**WHAT YOU ARE ASKED TO DO:** Among the records below, which lines contain the string "event"? Report them.

**RAW DATA:**
────────────────

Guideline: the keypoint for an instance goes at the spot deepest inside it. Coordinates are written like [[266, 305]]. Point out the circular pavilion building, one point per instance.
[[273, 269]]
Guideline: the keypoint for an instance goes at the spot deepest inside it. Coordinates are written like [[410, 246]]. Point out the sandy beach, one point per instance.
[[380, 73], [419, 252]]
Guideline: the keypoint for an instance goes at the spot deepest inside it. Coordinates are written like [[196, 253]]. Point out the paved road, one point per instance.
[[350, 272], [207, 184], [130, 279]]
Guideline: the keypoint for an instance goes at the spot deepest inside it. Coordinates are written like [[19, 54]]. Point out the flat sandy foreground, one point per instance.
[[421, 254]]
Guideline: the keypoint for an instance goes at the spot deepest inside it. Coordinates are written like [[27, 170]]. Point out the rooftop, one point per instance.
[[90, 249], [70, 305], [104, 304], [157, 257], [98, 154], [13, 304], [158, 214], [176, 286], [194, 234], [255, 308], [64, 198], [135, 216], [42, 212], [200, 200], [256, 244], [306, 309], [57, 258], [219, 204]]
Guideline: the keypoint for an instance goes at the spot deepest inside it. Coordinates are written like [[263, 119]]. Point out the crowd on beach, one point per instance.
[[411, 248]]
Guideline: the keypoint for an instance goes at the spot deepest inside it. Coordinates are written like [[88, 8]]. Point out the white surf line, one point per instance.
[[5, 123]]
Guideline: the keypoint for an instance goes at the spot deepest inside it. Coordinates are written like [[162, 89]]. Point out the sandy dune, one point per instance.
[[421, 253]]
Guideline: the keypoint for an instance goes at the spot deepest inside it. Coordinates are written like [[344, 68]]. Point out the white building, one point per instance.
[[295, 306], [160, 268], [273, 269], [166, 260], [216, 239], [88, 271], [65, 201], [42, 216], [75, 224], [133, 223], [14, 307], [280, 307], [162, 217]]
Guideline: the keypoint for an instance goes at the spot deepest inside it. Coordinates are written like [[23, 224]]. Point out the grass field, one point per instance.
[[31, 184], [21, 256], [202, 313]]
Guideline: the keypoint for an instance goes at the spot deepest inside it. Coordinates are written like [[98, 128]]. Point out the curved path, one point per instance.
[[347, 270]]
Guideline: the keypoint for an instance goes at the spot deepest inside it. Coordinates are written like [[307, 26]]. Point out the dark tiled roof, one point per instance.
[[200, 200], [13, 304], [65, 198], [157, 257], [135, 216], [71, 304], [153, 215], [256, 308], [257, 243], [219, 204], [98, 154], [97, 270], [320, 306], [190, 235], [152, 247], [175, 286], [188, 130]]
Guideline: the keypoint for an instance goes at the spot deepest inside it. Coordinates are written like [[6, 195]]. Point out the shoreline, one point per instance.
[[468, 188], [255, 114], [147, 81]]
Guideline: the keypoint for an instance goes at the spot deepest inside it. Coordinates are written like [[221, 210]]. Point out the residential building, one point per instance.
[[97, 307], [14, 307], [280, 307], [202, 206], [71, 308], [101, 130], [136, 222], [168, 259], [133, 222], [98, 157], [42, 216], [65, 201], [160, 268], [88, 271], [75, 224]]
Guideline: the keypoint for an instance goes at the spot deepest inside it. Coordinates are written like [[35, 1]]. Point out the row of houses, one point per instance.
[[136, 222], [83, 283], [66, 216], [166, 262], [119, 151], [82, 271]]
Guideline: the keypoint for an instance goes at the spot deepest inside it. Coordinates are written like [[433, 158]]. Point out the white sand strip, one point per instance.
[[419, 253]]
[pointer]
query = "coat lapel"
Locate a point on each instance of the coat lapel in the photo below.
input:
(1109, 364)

────────────────

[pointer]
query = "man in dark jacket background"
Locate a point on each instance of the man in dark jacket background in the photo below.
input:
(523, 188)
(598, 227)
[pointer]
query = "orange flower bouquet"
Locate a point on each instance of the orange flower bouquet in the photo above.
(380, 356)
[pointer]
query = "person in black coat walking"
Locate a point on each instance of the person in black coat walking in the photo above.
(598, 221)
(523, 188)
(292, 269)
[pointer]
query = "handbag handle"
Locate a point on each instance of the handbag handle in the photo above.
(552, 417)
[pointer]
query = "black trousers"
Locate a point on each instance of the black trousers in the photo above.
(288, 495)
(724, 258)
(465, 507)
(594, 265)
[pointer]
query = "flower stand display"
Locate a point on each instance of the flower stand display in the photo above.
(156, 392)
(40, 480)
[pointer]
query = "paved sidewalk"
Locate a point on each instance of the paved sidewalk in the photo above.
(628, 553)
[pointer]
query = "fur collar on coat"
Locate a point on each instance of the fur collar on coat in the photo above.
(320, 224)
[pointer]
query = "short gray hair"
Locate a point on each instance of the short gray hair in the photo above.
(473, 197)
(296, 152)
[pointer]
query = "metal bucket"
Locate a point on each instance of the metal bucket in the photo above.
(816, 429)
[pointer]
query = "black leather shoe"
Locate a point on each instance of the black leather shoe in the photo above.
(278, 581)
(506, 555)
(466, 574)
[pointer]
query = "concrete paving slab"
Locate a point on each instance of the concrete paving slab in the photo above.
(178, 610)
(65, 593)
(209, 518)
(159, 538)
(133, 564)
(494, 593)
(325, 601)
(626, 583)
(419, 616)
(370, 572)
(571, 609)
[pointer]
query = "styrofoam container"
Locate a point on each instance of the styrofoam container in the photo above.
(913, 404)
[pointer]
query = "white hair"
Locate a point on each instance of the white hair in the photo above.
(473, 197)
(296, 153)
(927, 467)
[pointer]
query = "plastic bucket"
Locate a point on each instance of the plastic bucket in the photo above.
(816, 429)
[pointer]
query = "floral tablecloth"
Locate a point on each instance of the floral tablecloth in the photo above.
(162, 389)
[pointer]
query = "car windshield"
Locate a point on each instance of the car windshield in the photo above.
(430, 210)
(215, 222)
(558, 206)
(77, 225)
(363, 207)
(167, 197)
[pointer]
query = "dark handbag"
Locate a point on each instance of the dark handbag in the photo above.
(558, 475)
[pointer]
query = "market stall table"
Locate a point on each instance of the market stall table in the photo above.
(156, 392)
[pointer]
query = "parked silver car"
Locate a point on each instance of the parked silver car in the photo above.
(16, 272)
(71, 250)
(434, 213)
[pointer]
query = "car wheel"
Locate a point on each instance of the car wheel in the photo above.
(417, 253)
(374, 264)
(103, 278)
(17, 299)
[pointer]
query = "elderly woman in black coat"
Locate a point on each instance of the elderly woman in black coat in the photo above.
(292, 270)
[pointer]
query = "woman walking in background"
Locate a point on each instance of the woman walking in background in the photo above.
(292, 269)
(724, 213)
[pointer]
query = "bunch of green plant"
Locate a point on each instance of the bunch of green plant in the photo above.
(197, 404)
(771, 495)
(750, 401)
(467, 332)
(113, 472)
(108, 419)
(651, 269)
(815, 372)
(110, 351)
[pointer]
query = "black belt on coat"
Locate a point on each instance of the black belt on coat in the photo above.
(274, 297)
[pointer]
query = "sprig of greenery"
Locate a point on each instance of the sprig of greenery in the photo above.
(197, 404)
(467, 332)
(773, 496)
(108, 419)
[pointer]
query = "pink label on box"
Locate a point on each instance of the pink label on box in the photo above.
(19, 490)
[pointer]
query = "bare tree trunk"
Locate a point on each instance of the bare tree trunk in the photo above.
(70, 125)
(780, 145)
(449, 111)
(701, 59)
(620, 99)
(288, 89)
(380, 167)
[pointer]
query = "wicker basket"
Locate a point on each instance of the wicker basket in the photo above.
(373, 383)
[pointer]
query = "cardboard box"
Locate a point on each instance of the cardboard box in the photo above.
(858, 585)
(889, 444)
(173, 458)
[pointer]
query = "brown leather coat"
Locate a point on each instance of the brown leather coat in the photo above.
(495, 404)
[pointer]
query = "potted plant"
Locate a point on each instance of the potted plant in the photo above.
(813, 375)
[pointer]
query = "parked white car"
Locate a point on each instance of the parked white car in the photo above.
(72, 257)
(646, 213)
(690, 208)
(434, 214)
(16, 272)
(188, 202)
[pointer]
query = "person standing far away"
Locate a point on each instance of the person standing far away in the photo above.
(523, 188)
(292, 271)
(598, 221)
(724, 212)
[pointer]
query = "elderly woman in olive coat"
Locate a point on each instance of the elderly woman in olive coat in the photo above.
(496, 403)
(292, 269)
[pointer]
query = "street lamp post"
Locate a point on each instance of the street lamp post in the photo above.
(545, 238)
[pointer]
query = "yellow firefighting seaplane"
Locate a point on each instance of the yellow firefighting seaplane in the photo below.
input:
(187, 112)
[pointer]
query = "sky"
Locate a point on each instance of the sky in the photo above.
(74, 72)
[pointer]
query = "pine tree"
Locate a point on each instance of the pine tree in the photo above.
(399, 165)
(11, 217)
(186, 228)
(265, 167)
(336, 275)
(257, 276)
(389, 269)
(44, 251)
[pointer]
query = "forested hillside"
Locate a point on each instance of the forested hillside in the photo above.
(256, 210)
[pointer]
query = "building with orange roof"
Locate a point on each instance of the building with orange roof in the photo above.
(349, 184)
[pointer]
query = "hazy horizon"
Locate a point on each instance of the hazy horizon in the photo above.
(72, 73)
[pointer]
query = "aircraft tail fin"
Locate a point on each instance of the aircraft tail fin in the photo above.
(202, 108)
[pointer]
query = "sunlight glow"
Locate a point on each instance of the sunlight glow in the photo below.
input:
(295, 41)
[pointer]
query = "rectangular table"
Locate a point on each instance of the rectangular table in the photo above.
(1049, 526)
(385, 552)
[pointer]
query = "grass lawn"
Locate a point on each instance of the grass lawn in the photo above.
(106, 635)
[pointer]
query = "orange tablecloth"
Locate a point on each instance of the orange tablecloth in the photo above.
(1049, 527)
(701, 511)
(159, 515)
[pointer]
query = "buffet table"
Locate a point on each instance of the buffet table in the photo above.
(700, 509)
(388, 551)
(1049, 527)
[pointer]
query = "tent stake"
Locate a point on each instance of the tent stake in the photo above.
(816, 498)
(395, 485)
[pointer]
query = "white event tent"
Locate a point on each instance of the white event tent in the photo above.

────────────────

**ANSWER SECTION:**
query = "white event tent"
Locate a point on each instance of the white event tent in the photo above.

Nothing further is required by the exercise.